» **Provided records**
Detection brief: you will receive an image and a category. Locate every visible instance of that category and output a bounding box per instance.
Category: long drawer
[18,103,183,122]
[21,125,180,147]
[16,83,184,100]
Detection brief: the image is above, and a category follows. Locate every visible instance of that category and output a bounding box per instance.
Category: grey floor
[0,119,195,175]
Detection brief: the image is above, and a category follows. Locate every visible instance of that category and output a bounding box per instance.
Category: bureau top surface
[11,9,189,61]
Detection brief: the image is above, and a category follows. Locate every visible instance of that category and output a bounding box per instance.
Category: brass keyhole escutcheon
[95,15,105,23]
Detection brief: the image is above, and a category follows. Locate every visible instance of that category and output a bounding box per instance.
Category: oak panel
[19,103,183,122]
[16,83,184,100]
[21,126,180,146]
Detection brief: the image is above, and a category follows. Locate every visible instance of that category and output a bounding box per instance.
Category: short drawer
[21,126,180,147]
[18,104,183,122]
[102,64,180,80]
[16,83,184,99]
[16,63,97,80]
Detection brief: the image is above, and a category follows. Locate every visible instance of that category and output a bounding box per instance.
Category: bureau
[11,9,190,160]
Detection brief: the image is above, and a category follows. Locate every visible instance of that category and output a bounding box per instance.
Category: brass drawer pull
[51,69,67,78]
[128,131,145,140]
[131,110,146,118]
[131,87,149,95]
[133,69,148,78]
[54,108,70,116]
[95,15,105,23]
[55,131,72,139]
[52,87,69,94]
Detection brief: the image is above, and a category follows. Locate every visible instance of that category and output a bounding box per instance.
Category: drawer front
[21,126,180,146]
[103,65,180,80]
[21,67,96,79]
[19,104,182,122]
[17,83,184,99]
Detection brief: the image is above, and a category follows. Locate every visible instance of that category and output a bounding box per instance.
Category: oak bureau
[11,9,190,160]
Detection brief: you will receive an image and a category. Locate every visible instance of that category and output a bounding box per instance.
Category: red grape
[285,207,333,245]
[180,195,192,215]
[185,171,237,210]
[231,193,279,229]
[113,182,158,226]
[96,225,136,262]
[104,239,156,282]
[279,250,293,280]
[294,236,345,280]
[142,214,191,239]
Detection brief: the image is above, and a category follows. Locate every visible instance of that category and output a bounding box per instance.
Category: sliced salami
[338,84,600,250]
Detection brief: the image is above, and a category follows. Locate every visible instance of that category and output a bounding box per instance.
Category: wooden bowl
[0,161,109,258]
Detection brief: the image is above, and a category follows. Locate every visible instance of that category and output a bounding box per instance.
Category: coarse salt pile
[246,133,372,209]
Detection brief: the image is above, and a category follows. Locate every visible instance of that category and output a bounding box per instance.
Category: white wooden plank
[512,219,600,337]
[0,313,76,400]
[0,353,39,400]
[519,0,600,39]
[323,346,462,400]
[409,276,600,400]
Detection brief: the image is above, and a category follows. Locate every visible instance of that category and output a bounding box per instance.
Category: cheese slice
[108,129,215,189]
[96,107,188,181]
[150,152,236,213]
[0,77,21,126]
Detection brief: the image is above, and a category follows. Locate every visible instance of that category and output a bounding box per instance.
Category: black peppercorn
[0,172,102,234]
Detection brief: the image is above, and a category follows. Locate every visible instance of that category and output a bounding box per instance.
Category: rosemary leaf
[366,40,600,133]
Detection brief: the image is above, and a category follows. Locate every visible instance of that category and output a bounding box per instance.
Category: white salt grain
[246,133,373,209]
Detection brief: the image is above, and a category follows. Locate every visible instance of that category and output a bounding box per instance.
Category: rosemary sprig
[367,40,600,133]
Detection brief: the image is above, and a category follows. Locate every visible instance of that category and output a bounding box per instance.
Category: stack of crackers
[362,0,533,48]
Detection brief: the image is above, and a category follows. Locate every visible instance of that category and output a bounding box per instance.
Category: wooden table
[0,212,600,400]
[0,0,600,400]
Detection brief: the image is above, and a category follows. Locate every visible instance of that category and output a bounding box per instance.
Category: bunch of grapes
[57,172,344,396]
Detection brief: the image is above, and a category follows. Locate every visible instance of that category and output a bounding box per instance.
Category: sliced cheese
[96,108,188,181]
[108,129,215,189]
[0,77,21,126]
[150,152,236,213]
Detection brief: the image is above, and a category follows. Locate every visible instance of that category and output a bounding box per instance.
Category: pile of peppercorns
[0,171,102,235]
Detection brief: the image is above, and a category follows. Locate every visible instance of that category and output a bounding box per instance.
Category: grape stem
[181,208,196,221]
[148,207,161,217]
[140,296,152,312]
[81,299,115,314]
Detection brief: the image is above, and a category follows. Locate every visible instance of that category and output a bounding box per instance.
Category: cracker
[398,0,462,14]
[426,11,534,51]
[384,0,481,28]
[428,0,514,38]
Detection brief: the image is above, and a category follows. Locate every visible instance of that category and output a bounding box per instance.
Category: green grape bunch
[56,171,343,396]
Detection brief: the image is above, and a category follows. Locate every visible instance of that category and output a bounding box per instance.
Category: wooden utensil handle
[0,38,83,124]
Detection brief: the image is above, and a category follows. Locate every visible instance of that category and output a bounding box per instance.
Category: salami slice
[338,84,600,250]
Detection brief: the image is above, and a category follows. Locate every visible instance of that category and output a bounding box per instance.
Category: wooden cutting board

» **Exercise directions**
Gather each line of the items above that contains the word "salt", and reproduce those lines in the order they appear.

» **Solution for this task**
Category: coarse salt pile
Category: white salt grain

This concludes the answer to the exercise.